**WHAT NEEDS TO BE DONE**
Write each entry out again exactly, with nothing omitted.

Dataset excerpts
####################

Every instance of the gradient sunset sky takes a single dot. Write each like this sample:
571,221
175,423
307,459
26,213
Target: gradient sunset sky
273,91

####################

**RESULT OF THE EXERCISE**
Every instance of the gradient sunset sky takes a single dot. Write each like this sample:
571,221
175,423
307,459
26,213
Target: gradient sunset sky
273,91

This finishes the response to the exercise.